[[ Given records open ]]

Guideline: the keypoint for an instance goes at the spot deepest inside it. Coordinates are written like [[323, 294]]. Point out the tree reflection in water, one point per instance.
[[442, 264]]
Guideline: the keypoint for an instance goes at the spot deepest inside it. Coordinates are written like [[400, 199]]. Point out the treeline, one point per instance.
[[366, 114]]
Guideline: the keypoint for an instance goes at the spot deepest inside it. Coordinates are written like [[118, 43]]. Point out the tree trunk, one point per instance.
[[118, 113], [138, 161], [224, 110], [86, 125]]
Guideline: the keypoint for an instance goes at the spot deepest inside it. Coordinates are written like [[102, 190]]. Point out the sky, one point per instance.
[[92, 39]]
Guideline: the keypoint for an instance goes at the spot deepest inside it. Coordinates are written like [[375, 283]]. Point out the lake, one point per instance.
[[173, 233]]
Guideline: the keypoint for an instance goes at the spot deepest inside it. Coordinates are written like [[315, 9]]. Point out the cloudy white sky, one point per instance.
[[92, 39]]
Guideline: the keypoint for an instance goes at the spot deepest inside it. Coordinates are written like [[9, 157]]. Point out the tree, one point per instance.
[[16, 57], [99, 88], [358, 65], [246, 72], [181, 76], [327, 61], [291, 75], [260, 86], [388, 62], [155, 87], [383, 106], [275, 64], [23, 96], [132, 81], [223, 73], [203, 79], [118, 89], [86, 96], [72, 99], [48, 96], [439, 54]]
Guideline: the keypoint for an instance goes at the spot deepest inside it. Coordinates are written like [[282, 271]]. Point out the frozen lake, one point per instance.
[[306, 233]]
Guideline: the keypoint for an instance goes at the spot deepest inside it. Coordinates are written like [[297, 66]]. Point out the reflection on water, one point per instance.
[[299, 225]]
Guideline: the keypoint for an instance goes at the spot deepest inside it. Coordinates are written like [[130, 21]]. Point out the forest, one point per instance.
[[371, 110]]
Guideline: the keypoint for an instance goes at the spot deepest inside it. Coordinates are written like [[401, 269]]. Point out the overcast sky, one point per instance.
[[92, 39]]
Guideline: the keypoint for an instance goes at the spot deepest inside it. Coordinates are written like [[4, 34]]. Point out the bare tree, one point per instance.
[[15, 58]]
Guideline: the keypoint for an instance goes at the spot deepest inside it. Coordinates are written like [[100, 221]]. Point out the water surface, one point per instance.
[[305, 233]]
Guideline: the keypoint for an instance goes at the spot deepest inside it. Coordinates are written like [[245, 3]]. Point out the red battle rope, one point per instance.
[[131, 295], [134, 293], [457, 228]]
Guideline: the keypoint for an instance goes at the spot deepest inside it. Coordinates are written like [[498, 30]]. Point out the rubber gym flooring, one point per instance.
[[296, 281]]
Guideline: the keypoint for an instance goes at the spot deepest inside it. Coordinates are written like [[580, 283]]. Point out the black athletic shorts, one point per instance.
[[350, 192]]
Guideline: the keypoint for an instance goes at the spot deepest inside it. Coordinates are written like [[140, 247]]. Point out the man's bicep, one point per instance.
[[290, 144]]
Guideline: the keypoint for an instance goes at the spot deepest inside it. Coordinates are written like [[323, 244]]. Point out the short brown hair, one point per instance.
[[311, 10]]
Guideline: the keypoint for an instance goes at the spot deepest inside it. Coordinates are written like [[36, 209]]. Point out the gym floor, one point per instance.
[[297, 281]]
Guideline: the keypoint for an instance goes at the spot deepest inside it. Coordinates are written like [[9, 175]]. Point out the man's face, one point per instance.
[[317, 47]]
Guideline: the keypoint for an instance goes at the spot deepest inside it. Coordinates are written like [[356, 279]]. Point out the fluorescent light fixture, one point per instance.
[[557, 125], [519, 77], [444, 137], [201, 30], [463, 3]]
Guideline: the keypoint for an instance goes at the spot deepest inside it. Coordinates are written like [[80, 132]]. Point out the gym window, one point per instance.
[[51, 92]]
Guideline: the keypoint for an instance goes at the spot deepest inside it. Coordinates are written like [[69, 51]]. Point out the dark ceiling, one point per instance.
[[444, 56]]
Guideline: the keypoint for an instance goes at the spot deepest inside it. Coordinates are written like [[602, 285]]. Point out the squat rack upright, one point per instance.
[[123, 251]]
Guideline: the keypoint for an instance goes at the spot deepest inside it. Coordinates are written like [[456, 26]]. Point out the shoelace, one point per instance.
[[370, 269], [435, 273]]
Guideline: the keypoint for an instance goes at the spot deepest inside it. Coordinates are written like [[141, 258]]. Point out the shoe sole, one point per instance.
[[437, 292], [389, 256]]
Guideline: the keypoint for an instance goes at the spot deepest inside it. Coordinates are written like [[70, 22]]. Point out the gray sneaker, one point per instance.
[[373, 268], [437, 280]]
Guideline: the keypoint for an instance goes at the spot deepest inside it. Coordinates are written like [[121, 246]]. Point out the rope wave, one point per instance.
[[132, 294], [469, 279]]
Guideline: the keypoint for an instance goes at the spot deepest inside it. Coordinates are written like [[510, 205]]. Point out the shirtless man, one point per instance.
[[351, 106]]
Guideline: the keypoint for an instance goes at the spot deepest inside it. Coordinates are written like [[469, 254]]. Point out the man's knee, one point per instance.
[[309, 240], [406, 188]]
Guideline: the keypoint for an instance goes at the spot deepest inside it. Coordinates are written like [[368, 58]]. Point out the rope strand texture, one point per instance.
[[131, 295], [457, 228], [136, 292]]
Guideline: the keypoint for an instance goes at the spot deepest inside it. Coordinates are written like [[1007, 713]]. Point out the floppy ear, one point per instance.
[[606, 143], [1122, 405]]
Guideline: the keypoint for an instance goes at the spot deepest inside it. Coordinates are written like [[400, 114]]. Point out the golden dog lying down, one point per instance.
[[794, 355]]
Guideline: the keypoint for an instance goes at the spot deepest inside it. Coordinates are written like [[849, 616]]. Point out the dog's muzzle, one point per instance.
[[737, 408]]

[[ Given records closed ]]

● Instructions for the task: Your task is to restate all of the records above word for word.

● Answer section:
Guideline: the keypoint for an instance goes at the spot deepest inside it. Coordinates are written like [[323, 294]]. Point out the tree reflection in water, one point per instance.
[[442, 264]]
Guideline: the keypoint for an instance goes at the spot deepest inside it. Coordinates are written like [[400, 199]]. Point out the treeline, one point per instance.
[[366, 114]]
Guideline: the keypoint for an instance goes at the spot deepest inside it. Coordinates are written like [[118, 43]]. Point out the tree trunk, one point per instance.
[[118, 113], [138, 161], [224, 110], [86, 125]]
Guideline: the keypoint for an instance goes at the spot deepest inside it. Coordinates are written like [[102, 190]]. Point out the sky, one point per instance.
[[92, 39]]
Guideline: the keypoint for an instance goes at the spot deepest inside it. Coordinates are written like [[375, 283]]. Point out the lake, one point per instance.
[[173, 233]]
Guideline: the keypoint for an instance goes at the spot deepest inside it. Coordinates are written like [[315, 9]]. Point out the cloudy white sky, one point per instance.
[[92, 39]]
Guideline: the keypoint for an instance goes at the spot deepest inside it. Coordinates are written like [[9, 157]]. Point out the tree, one point per instance.
[[16, 57], [99, 88], [358, 65], [246, 72], [181, 76], [327, 61], [291, 75], [260, 86], [388, 62], [155, 87], [383, 106], [275, 64], [23, 96], [132, 81], [223, 73], [203, 79], [118, 89], [86, 96], [72, 99], [48, 96], [439, 54]]
Guideline: the keypoint for an instance goes at the spot deepest inside it. Coordinates are written like [[282, 271]]. Point out the frozen lake, one point per instance.
[[306, 233]]
Guideline: the keypoint for an instance goes at the spot deepest inside it. Coordinates are written like [[297, 66]]. Point out the reflection on water, one point per instance.
[[299, 225]]
Guideline: the keypoint for an instance goes at the spot deepest inside it. Coordinates are written like [[130, 21]]. Point out the forest, one point per instance.
[[371, 110]]
Guideline: the keypoint for an instance goes at the spot deepest inside it. Coordinates are written like [[401, 269]]. Point out the overcast sky, one point per instance.
[[92, 39]]
Guideline: the keypoint for an instance goes at the spot deepest inside it. Coordinates are written like [[4, 34]]. Point out the bare tree, one point per instance.
[[15, 58]]
Guideline: the keypoint for an instance goes at the spot deepest inside it. Coordinates are written like [[100, 221]]. Point out the water surface, one point per instance.
[[305, 233]]
Guideline: the keypoint for an instance goes at the spot deepest inside it. Coordinates are written like [[245, 3]]. Point out the red battle rope, one point per instance.
[[131, 295], [134, 293], [457, 228]]
Guideline: the keypoint for an instance goes at the spot deepest inside it. Coordinates are written like [[498, 30]]. Point out the rubber gym flooring, one point per instance.
[[296, 281]]
Guideline: the keypoint for an instance goes at the spot deepest inside it. Coordinates are written like [[580, 283]]. Point out the black athletic shorts, one point per instance.
[[350, 192]]
Guideline: the keypoint for an instance goes at the spot deepest inside it. Coordinates are written like [[140, 247]]. Point out the man's bicep, one point per instance.
[[290, 144]]
Guideline: the keypoint for an instance goes at the spot deepest inside it. Coordinates are written like [[323, 244]]. Point out the short brown hair, one point per instance.
[[311, 10]]
Guideline: the keypoint for an instance goes at the spot deepest inside it. Coordinates are written like [[36, 209]]. Point out the gym floor, one point per instance.
[[297, 281]]
Guideline: the keypoint for an instance goes at the spot deepest inside it. Coordinates are written like [[9, 175]]. Point out the man's face, one point per instance.
[[317, 47]]
Guideline: the keypoint for an instance goes at the spot deepest inside it. Coordinates are written like [[356, 279]]. Point out the fluorescent light fixture, one point per instance.
[[557, 125], [519, 77], [444, 137], [201, 30], [463, 3]]
Guideline: the keypoint for an instance goes at the spot deepest inside it. Coordinates are written like [[80, 132]]. Point out the gym window, one point per instance.
[[51, 92]]
Guideline: the keypoint for an instance goes at the spot deepest inside it. Coordinates are written like [[69, 51]]. Point out the dark ceiling, one point per instance.
[[444, 56]]
Guideline: the keypoint for an instance goes at the spot deepest inside it. Coordinates are written like [[602, 285]]. Point out the squat rack upright, one point per instance.
[[123, 251]]
Guideline: the keypoint for an instance goes at the spot deepest inside it. Coordinates are written like [[456, 26]]. Point out the shoelace, one point per instance.
[[370, 269], [435, 273]]
Guideline: the keypoint for an instance goes at the spot deepest inside it. Coordinates are written like [[141, 258]]. Point out the shoe sole, one point per instance.
[[437, 292], [389, 256]]
Guideline: the keypoint for an instance goes at the spot deepest inside it. Coordinates are written like [[70, 22]]. Point out the gray sneaker, one point per instance.
[[373, 268], [437, 280]]
Guideline: the keypoint for an instance goes at the spot deepest inside it. Coordinates are written like [[121, 246]]. Point out the rope wave, one point per instance.
[[132, 294], [469, 279]]
Guideline: the keypoint for an instance goes at the spot deepest inside it. Coordinates are written like [[510, 205]]. Point out the shirtless man, one point per instance.
[[351, 106]]
Guideline: the keypoint for an instance goes at the spot deepest inside it. Coordinates are written like [[469, 254]]. Point out the man's knee, one point per instance.
[[309, 240], [406, 188]]
Guideline: the keypoint for an instance goes at the spot deepest inside it. Coordinates are written like [[368, 58]]. Point out the rope strand texture, one point per instance.
[[131, 295], [457, 228], [136, 292]]
Guideline: the keypoint for an instance goes at the spot deepest inside it. Coordinates are written like [[1007, 713]]. Point out the floppy ear, one point per instance.
[[606, 143], [1122, 405]]
Guideline: the keypoint for an instance goes at the spot deepest inside it. Coordinates are written like [[400, 114]]. Point out the golden dog lying down, one point per instance.
[[794, 355]]
Guideline: the keypoint for an instance goes at the spot deepest inside it. Coordinates are written like [[849, 616]]. Point out the dog's muzzle, one point per instance.
[[737, 408]]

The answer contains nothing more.